Note that a subsequent call to splishsplash_simulator.run() with the same input arguments would create a new, distinct task:

task2 = splishsplash_simulator.run(input_dir="splishsplash-input-example",
                                  sim_config_filename="config.json",
                                  on=machine_group)
print (task2.id)
# Example output: k9muu1vq1fc6m2oyxm0n3n8y0

machine_group.terminate()

Each Task is identified by a unique alphanumeric identifier. While you can instantiate multiple Task objects pointing to the same task using this identifier, this does not duplicate the task on the API. These objects refer to the same underlying task. This mechanism is useful when you want to recreate a Task object to retrieve information about tasks you created in previous sessions:

>>> import inductiva
>>>
>>> task1 = inductiva.tasks.Task("i4ir3kvv62odsfrhko4y8w2an")
>>> task2 = inductiva.tasks.Task("i4ir3kvv62odsfrhko4y8w2an")
>>> print(id(task1))
4410160112
>>> print(id(task2))
4389863104
>>> print(task1.id)
i4ir3kvv62odsfrhko4y8w2an
>>> print(task2.id)
i4ir3kvv62odsfrhko4y8w2an # Outputs the same task ID as task1.id

Task Execution#

Tasks run asynchronously by default, enabling you to continue interacting with the API without interrupting your code in the background, even as tasks run or are queued for execution. This asynchronous model also allows for batch submissions within a single session without waiting for each to complete, with the API efficiently distributing them across available computational resources for parallel processing.

You can configure how to wait for the task to end by either using the wait method or the sync_context manager.

wait

You can turn a task into a blocking call by using the wait method. This method will block the call, allowing your script to wait until the task comes to a terminal status without affecting the remote simulation if it were locally interrupted (ex. the script is abruptly terminated).

This is useful when you want to wait for the completion of a task before proceeding with some other operation (ex. downloading the output files):

# Block the call until the simulation completes
task.wait()  # <- The remote simulation WILL NOT DIE if the local session is
             #    interrupted while waiting for the wait() call to return

sync_context

Alternatively, you can use the sync_context manager to ensure the remote simulation terminates if your local session is interrupted while waiting for the wait call to return (e.g., through a Ctrl+C command):

# Block the call until the simulation completes
with task.sync_context():
    task.wait()  # <- The remote simulation WILL DIE if the local session is
                 #     interrupted while waiting for the wait() call to return

Task Lifecycle#

The status of a task changes as it progresses through its lifecycle. Understanding these states is crucial if you want to track a task’s progress through the API and manage your simulations effectively.

◆ DATA ◆
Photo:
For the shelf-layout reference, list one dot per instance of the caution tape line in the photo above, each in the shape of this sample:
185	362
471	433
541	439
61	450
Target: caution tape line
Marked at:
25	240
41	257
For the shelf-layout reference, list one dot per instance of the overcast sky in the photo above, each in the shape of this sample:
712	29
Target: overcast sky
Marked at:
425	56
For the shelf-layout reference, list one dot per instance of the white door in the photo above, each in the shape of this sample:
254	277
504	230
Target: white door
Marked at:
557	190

---

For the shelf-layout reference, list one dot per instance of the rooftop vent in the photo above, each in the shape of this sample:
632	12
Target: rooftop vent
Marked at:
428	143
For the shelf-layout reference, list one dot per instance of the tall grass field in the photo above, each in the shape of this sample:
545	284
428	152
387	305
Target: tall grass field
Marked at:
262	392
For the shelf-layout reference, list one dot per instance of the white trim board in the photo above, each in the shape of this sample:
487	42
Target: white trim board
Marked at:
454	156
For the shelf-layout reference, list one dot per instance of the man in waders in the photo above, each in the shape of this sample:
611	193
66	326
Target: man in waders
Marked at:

◆ PROBLEM STATEMENT ◆
In the text on tasks above:
1. What happens on the API when several Task objects are created with the same identifier?
2. Do tasks run synchronously or asynchronously by default?
3. When task.wait() is called inside the sync_context manager, what happens to the remote simulation if the local session is interrupted?

◆ WORKED SOLUTION ◆
1. The task is not duplicated; the objects all refer to the same underlying task.
2. Asynchronously.
3. The remote simulation terminates.